### Problem requirements
Convert every line of the listing below into a JSON array of strings, one string per line, skipping any blank lines.

[start of Given information]

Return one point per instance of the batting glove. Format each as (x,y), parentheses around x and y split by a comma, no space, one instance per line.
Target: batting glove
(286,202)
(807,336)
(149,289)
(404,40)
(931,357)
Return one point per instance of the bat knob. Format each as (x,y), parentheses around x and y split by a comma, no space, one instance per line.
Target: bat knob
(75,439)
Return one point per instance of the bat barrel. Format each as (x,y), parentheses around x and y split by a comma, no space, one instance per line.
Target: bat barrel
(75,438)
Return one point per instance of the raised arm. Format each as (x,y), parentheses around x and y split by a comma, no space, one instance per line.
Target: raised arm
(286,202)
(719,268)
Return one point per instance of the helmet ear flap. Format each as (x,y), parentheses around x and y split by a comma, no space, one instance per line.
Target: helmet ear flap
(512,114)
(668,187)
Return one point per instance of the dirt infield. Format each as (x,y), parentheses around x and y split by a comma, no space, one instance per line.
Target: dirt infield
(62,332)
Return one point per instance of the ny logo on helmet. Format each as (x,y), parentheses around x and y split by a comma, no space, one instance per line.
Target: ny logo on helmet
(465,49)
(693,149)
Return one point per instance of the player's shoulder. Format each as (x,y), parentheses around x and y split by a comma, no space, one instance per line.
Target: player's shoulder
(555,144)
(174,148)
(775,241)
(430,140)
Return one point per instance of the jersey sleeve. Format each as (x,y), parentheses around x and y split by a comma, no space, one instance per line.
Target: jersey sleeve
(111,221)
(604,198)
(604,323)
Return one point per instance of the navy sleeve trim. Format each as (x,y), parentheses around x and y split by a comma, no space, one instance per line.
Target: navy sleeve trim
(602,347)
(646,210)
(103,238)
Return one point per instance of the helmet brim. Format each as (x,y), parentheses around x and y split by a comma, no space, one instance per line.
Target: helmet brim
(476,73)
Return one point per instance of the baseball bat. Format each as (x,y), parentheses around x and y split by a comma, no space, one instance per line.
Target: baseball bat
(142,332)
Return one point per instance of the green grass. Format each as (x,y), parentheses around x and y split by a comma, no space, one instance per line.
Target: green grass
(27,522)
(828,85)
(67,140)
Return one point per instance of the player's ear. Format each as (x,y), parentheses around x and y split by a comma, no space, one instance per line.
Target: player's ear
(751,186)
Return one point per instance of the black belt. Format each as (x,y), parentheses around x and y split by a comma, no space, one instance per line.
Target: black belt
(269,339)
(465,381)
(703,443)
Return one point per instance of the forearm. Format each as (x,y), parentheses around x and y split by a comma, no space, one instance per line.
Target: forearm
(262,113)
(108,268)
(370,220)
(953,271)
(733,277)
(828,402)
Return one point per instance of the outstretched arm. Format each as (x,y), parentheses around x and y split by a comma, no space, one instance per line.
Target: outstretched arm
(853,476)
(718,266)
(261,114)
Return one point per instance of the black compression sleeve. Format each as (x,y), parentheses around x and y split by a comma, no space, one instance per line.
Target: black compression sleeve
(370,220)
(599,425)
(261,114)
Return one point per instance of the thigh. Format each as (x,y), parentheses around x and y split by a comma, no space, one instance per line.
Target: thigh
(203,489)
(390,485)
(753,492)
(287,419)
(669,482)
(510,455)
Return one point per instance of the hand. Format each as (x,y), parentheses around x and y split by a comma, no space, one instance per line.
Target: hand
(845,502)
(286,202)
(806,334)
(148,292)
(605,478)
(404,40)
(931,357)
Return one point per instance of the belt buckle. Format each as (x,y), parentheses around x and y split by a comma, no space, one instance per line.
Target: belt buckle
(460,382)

[end of Given information]

### The answer
[
  "Return one point per instance of the batting glove. Format each as (x,y), parentheses around x and y split by a comma, no space, one instance per line.",
  "Target: batting glove",
  "(286,202)",
  "(807,336)",
  "(149,289)",
  "(404,40)",
  "(931,357)",
  "Return one point per instance of the bat knob. Format each as (x,y), parentheses around x and y split by a comma, no space, one instance per line.",
  "Target: bat knob",
  "(75,439)",
  "Return one point per instance of the bat barrel. Format each as (x,y), parentheses around x and y split by a comma, no space, one instance per line.",
  "Target: bat barrel",
  "(75,438)",
  "Return one point per instance of the raised arm. Format each as (x,y), parentheses around x and y split by a comma, no space, one instance per line.",
  "Target: raised arm",
  "(286,202)",
  "(719,268)",
  "Return one point per instance of the helmet ear flap. Format each as (x,y), parentheses around x and y split by a comma, no space, one instance per line.",
  "Target: helmet ear flap",
  "(512,114)",
  "(668,187)",
  "Return one point per instance of the dirt infield. Format each as (x,y), parentheses around x and y split by a comma, no space, one instance per line.",
  "Target: dirt infield",
  "(62,332)",
  "Return one point per instance of the ny logo on helmet. Format each as (x,y), parentheses around x and y split by a comma, no space, one instance per line.",
  "Target: ny logo on helmet",
  "(465,49)",
  "(693,149)",
  "Return one point per instance of the player's shoulder. Format each as (x,y), parentheses around x and y split by a comma, no space, one instance per line.",
  "Target: player's shoulder",
  "(555,144)",
  "(174,148)",
  "(775,241)",
  "(430,140)",
  "Return one point per instance of the jersey sleeve. Format each as (x,y), parentheses around x and y split by a comma, no space, one instance per line.",
  "Target: jersey sleeve",
  "(111,221)",
  "(604,198)",
  "(604,323)",
  "Return one point per instance of the navy sleeve trim. Format each as (x,y), parentheses around x and y split by a comma, no space, one instance per line.",
  "Target: navy sleeve trim",
  "(602,347)",
  "(646,210)",
  "(103,238)",
  "Return one point per instance of the helmet brim. Format each as (x,y), parentheses around x and y split by a comma, no space, one instance per line.",
  "Target: helmet brim",
  "(476,73)",
  "Return one point per instance of the baseball bat. Format each as (x,y), parentheses around x and y split by a comma, no space, one instance per line.",
  "Target: baseball bat",
  "(142,332)",
  "Return one point per instance of the green grass. Format each as (x,y), parentheses around x and y split by a comma, no space, one instance per line.",
  "Target: green grass",
  "(27,522)",
  "(828,85)",
  "(67,140)",
  "Return one point per instance of the player's ear. Format each as (x,y), parentheses around x and y split by a comma, no space, one instance per line.",
  "Target: player's ear",
  "(751,186)",
  "Return one point per instance of the black belt. Format each as (x,y), parentheses around x and y split by a comma, no space, one instance per line.",
  "Target: black belt",
  "(269,339)",
  "(465,381)",
  "(703,443)",
  "Return one point per instance of the forearm. Format each as (x,y), parentheses around x and y split by a comma, no space, one instance per line.",
  "Target: forearm",
  "(262,113)",
  "(108,268)",
  "(370,220)",
  "(953,271)",
  "(733,277)",
  "(828,402)",
  "Return one point per instance of the outstretched arm. Format each as (x,y), parentheses around x and y split by a comma, no space, one instance per line.",
  "Target: outstretched arm",
  "(853,476)",
  "(718,266)",
  "(261,114)",
  "Return one point per instance of the black compression sleeve. Format each as (x,y), parentheses around x and y split by a comma, no space, one instance per line.",
  "Target: black compression sleeve",
  "(370,220)",
  "(599,425)",
  "(261,114)",
  "Return one point per instance of the thigh. Format each as (x,y), parentheses around x and y split by a comma, no space, one instance per line.",
  "Target: thigh",
  "(203,489)",
  "(390,485)",
  "(753,492)",
  "(287,419)",
  "(669,482)",
  "(510,455)",
  "Return one point per instance of the hand. Format each as (x,y), parentheses around x and y split by a comma, no space, one instance per line.",
  "Target: hand",
  "(845,502)",
  "(286,202)",
  "(806,334)",
  "(148,292)",
  "(605,478)",
  "(404,40)",
  "(931,357)",
  "Return one point per instance of the belt buckle. Format each as (x,y), parentheses around x and y split by a comma, no space, one instance per line.",
  "Target: belt buckle",
  "(460,382)"
]